Я в настоящее время не вижу по часу форму предмета, в этом состоянии я не могу нарисовать или написать что-либо.
По совету моего доктора, я должен на некоторое время дать отдых зрению.
Это одна из причин, заслуживающая Вашего просвещенного внимания.
Почтительно прошу Комитет Общества удостоить меня своим ответом.
А. Саврасов».
Просьбы о денежном пособии. В 1892 году — («При слабых глазах и здоровье, в этом положении я обращаюсь в Комитет Общества…»). Ему нечем заплатить за комнату. В 1894 году («…по совету доктора, я должен на летние месяцы уехать из города в деревню, дать отдых глазам»). Просит выдать 50 рублей под залог картины «Весна. Огороды»…
Добрые, отзывчивые люди стремились обратить внимание влиятельных лиц на тяжелое положение художника. Архитектор А. Н. Померанцев, строивший в Москве верхние торговые ряды, увидел последние работы Саврасова, и они произвели на него сильное впечатление. Желая как-то ему помочь, он в начале 1894 года написал докладную записку и направил ее вице-президенту Академии художеств И. И. Толстому.
«В бытность мою в Москве, — сообщал он, — мне случайно пришлось познакомиться с тем бедственным положением, в котором находится один из выдающихся русских художников Алексей Кондратьевич Саврасов. Достигнув преклонного возраста (А. К. Саврасову за шестьдесят), этот больной человек вынужден жить с женой и двумя малолетними детьми в обстановке столь жалкой, которая едва ли бы удовлетворила самого непритязательного ремесленника, вынужден подвергаться самым крупным лишениям; при всем том, ознакомившись с последними работами А. К. Саврасова, напр., с его картиной «Огороды», виденной мною в числе других его вещей у одного из моих знакомых и написанной в прошлом, 93-м, году, я не могу не выразить уверенность в том, что художник даже за эти последние, бедственные для него годы не утратил своей способности и мастерства по части пейзажной живописи; то же должен сказать и о виденных мною его рисунках. Насколько я мог убедиться из личного наблюдения, бедственное положение художника зависит главным образом от того, что, будучи очень нетребовательным и непритязательным в материальном отношении, он за последние годы попал в руки некоего эксплуатирующего его талант торговца, который, продавая его картины по дорогой цене, сам оплачивает их грошами, постоянно держа художника в состоянии за должности и невозможности сквитаться; из наведенных справок оказалось, напр., что картины А. К. Саврасова, проданные за несколько сот рублей, были оплачены ему несколькими десятками рублей, что известно и самому художнику и на что он даже и не жалуется, по-видимому, почти примирившись со своей тяжелой долей».

### [НАБОР ДАННЫХ]
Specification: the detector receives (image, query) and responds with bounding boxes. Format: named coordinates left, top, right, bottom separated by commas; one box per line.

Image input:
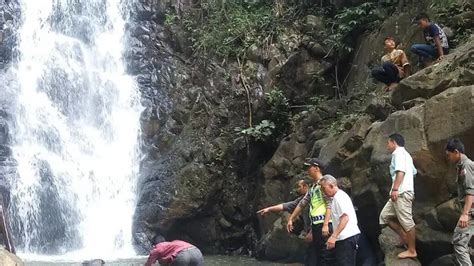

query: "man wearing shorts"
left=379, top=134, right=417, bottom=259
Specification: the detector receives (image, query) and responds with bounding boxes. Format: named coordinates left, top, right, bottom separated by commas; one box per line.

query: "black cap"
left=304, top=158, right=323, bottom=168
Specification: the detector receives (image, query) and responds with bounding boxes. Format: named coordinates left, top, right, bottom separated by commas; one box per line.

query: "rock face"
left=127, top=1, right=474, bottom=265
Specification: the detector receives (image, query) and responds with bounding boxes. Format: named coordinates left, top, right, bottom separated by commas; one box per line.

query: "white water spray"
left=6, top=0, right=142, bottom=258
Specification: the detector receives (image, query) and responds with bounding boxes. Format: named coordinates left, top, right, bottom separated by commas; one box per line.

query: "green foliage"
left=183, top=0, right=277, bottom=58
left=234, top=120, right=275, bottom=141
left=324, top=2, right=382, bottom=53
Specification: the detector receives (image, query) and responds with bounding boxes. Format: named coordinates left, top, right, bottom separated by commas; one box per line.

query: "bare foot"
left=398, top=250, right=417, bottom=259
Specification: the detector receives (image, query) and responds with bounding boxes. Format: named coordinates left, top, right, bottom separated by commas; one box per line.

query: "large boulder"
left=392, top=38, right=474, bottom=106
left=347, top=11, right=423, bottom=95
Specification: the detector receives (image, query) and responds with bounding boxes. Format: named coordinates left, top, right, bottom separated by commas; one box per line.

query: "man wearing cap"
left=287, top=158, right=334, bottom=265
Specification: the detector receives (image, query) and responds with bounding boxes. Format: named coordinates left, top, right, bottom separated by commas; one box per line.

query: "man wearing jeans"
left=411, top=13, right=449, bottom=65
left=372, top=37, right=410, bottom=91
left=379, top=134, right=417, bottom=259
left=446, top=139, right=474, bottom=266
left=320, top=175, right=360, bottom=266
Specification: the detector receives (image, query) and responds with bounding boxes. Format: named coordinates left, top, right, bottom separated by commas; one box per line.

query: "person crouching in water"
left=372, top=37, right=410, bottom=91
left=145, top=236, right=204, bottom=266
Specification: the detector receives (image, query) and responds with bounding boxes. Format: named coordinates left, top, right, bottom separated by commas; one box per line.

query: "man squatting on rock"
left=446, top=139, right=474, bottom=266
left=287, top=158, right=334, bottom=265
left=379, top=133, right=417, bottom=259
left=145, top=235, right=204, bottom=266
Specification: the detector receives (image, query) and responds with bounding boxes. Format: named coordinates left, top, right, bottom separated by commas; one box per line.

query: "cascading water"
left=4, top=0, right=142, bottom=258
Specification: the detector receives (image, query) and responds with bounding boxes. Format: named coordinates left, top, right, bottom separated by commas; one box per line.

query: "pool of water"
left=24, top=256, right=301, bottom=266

### [ПИСЬМЕННОЕ ЗАДАНИЕ]
Напишите продолжение текста о Саврасове, начиная сразу после его последнего предложения. Данные — самостоятельный материал, к тексту о Саврасове они не относятся.

### [РЕЗУЛЬТАТ УПРАЖНЕНИЯ]
Померанцев просил вице-президента оказать помощь Саврасову, полагая, очевидно, что лучшей формой такой помощи будет назначение ему пенсии. И этот сигнал бедствия тоже не был услышан. Он не пробудил милосердия в надменно-эгоистичных людях, стоявших во главе Академии художеств. Единственное, что сделала петербургская академия, — послала Саврасову, и то лишь через год, денежное пособие — 100 рублей. Вместо пенсии — разовая подачка.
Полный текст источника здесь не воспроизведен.